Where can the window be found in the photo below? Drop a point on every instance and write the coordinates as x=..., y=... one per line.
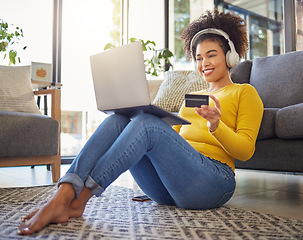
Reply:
x=87, y=26
x=265, y=24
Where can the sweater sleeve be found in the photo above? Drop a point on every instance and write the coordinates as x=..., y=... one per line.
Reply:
x=240, y=143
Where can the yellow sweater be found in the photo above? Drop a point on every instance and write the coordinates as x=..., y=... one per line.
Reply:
x=235, y=137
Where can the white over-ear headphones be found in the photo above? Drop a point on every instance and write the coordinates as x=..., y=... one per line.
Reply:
x=232, y=57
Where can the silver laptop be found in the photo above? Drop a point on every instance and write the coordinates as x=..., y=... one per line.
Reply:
x=121, y=86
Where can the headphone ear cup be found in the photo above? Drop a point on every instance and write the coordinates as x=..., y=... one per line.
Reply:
x=232, y=58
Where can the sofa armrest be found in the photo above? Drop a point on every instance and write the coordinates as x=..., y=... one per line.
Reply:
x=289, y=124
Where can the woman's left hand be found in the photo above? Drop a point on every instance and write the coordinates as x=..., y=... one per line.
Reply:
x=211, y=114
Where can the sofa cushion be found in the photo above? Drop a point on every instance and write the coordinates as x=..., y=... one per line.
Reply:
x=278, y=74
x=289, y=122
x=267, y=128
x=241, y=72
x=16, y=93
x=25, y=134
x=176, y=83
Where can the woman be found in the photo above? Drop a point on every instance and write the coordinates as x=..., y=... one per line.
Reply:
x=187, y=166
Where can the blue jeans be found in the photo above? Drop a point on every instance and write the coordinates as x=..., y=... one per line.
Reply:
x=164, y=165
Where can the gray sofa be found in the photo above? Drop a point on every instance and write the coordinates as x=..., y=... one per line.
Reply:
x=27, y=137
x=279, y=82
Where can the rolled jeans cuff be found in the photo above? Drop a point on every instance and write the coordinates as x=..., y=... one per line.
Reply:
x=73, y=179
x=94, y=187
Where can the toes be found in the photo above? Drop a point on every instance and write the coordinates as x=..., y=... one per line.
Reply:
x=24, y=231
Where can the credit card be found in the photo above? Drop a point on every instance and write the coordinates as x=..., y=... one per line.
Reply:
x=195, y=100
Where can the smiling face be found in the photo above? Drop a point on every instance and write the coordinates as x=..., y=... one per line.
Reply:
x=211, y=62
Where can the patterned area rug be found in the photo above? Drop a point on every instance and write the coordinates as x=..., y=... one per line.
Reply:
x=116, y=216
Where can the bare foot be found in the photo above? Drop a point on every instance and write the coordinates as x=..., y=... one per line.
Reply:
x=55, y=211
x=29, y=216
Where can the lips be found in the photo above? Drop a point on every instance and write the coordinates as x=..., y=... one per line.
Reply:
x=207, y=72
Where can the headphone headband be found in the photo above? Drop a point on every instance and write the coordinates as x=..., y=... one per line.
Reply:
x=232, y=57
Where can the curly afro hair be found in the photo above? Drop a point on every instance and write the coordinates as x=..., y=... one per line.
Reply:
x=230, y=23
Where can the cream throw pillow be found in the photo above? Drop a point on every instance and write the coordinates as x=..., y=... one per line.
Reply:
x=16, y=93
x=174, y=87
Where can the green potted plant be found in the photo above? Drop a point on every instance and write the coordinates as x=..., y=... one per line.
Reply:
x=9, y=37
x=159, y=61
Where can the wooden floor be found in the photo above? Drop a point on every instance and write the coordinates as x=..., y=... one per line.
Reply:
x=279, y=194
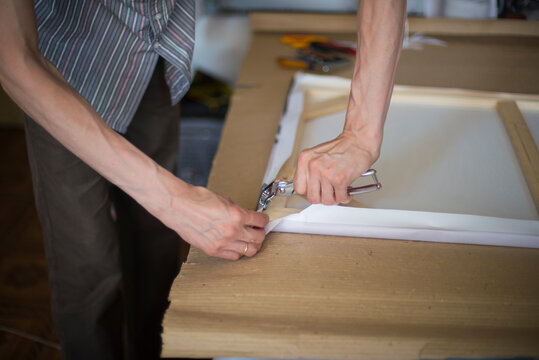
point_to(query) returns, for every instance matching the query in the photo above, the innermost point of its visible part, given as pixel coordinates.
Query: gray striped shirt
(107, 49)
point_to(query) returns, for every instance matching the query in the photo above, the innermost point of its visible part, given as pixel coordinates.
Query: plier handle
(286, 188)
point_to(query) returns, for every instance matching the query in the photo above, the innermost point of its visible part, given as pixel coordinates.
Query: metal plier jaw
(286, 188)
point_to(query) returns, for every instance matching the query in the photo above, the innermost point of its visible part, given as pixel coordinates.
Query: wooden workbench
(337, 297)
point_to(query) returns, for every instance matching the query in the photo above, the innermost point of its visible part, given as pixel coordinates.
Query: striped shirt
(108, 49)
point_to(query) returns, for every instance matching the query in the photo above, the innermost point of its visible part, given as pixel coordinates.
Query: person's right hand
(214, 224)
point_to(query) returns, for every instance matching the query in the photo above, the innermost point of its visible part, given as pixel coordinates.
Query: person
(97, 81)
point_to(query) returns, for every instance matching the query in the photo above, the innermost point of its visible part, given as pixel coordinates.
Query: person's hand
(214, 224)
(324, 172)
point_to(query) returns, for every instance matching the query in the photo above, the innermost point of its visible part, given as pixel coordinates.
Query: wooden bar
(523, 144)
(347, 23)
(346, 298)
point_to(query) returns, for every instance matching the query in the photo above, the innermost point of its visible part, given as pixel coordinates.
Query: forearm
(380, 33)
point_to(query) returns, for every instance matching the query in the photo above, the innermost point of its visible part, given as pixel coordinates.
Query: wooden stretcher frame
(333, 297)
(335, 100)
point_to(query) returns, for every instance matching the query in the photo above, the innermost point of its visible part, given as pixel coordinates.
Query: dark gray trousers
(109, 277)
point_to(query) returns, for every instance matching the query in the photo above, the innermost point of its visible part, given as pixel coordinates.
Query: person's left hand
(324, 172)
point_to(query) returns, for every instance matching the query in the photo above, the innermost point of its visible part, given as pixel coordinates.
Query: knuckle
(211, 251)
(228, 231)
(339, 179)
(236, 214)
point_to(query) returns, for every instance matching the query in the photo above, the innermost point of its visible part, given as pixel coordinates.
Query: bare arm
(205, 219)
(325, 171)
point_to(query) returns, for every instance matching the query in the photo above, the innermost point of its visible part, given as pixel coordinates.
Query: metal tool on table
(314, 53)
(286, 188)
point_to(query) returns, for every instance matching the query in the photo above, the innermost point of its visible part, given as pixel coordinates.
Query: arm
(204, 219)
(325, 171)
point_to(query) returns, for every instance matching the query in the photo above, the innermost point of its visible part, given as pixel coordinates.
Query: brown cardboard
(336, 297)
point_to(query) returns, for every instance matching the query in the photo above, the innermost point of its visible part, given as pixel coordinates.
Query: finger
(256, 219)
(229, 255)
(328, 193)
(245, 248)
(341, 194)
(301, 176)
(313, 192)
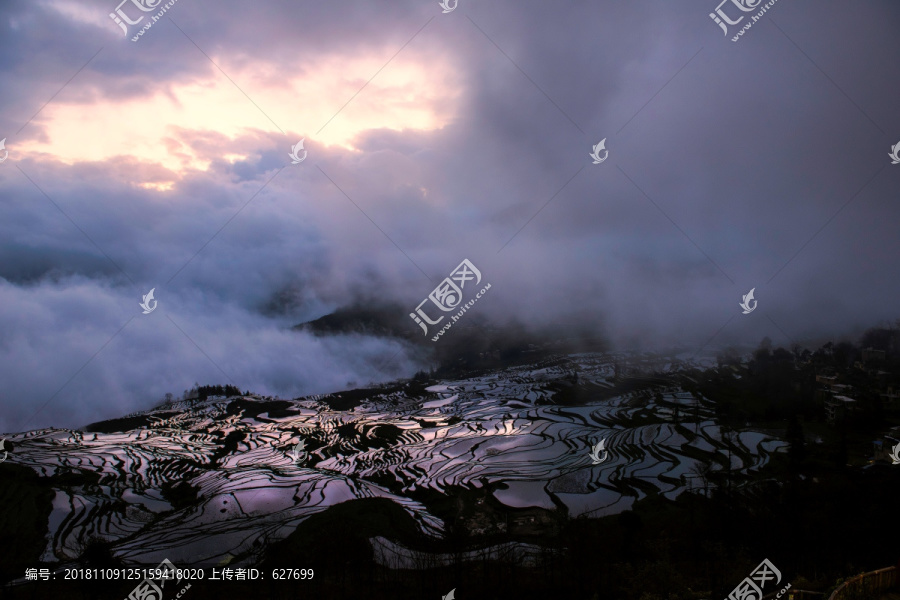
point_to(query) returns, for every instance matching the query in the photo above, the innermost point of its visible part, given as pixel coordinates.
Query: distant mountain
(376, 320)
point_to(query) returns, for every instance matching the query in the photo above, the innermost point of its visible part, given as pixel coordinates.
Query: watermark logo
(152, 587)
(297, 159)
(595, 452)
(148, 298)
(722, 20)
(596, 153)
(299, 454)
(751, 587)
(748, 298)
(122, 20)
(447, 296)
(895, 153)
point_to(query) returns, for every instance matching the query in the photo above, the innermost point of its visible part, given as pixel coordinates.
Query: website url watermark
(447, 296)
(723, 20)
(123, 20)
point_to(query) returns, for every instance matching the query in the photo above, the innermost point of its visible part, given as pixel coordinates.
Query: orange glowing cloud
(185, 126)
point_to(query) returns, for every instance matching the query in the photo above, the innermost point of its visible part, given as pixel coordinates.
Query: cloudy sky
(432, 137)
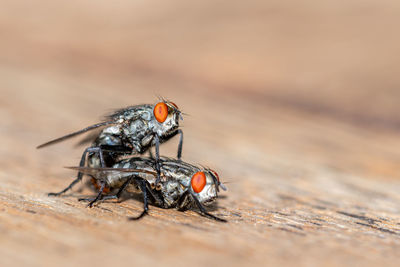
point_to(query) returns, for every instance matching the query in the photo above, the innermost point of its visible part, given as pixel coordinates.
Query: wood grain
(296, 105)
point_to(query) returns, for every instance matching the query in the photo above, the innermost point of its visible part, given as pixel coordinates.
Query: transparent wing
(62, 138)
(106, 171)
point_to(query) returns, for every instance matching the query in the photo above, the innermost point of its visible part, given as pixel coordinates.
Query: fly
(128, 131)
(183, 186)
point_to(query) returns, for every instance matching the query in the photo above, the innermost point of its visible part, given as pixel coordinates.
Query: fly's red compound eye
(198, 181)
(161, 112)
(215, 174)
(172, 103)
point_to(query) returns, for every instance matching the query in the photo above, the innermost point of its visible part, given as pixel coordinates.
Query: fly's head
(166, 117)
(204, 185)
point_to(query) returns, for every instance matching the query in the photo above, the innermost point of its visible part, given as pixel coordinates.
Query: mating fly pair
(183, 186)
(130, 131)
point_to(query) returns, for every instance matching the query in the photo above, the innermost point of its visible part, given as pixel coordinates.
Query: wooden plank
(311, 161)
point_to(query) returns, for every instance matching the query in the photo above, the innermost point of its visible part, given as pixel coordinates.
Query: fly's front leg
(82, 164)
(157, 159)
(143, 188)
(204, 212)
(180, 144)
(99, 195)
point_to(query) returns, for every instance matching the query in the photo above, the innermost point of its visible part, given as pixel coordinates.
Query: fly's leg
(99, 195)
(82, 164)
(143, 187)
(183, 201)
(180, 144)
(204, 212)
(157, 159)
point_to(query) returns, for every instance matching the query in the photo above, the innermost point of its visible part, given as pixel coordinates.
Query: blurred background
(275, 91)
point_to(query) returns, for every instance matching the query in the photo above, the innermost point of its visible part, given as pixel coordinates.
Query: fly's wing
(62, 138)
(130, 112)
(97, 172)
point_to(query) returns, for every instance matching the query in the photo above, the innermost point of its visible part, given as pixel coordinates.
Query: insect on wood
(128, 131)
(183, 186)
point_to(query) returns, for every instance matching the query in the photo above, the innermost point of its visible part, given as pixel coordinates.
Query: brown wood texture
(295, 104)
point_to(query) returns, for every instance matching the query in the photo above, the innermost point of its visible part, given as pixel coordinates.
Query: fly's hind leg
(157, 159)
(82, 164)
(143, 188)
(204, 212)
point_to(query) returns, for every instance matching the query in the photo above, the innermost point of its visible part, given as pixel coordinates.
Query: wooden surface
(296, 105)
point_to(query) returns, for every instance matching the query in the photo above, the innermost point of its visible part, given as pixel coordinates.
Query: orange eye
(215, 174)
(198, 181)
(172, 103)
(161, 112)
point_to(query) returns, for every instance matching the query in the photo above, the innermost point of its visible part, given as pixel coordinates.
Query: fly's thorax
(110, 136)
(201, 182)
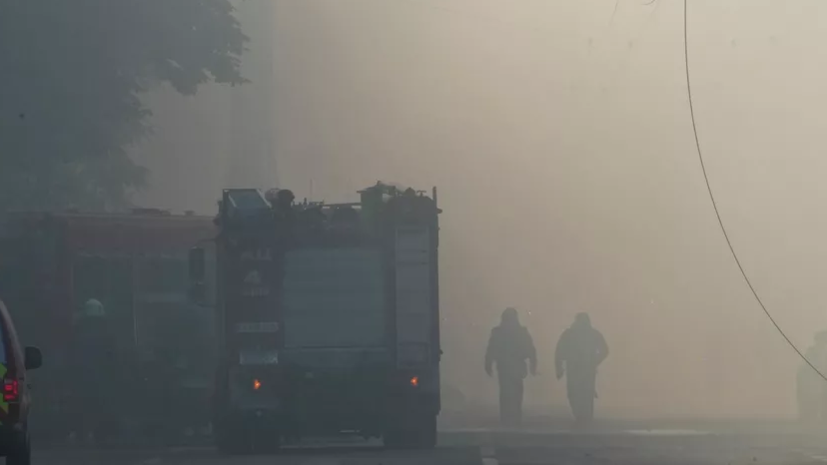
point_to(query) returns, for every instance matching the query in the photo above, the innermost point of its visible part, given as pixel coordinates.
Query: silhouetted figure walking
(811, 389)
(509, 347)
(580, 350)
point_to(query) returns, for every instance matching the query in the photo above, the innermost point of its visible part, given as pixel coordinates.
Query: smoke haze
(560, 139)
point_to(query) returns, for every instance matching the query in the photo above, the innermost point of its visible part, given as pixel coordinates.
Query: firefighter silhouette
(509, 347)
(580, 350)
(811, 389)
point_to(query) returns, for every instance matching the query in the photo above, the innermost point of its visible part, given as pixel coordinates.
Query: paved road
(497, 447)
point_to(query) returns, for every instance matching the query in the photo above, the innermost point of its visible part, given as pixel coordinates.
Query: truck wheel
(419, 434)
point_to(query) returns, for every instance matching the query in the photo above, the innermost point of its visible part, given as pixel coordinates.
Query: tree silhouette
(71, 77)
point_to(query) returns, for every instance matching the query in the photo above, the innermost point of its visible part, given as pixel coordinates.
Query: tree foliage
(71, 77)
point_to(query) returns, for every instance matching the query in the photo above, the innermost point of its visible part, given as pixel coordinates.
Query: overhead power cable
(715, 203)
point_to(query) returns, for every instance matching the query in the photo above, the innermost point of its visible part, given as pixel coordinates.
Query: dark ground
(543, 442)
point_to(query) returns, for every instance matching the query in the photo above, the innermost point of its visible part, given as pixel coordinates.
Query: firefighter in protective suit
(93, 360)
(580, 350)
(811, 389)
(509, 346)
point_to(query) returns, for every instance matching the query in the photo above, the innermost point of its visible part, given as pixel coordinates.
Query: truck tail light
(11, 390)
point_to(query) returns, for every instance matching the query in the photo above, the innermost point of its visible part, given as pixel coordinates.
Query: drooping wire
(715, 203)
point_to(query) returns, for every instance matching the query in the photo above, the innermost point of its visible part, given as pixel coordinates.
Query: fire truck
(135, 264)
(328, 318)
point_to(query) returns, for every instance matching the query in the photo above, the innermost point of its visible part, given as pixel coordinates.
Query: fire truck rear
(328, 318)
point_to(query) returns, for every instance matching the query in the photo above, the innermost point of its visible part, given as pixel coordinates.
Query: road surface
(631, 446)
+++
■ **Instruction**
Copy out the stretch of the material above, word for word, from the line that contains "Where can the headphone ear" through the line that contains "x=211, y=114", with both of those lines included.

■ **Final answer**
Where can the headphone ear cup be found in the photo above? Drop a point on every instance and write the coordinates as x=..., y=... one per line.
Reply:
x=232, y=58
Where can the sofa armrest be found in the photo above? Drop a point on every instance and write the coordinates as x=..., y=... one per line.
Reply:
x=289, y=124
Where can the woman's left hand be found in the photo above? Drop a point on every instance and write the coordinates as x=..., y=... one per line.
Reply:
x=211, y=114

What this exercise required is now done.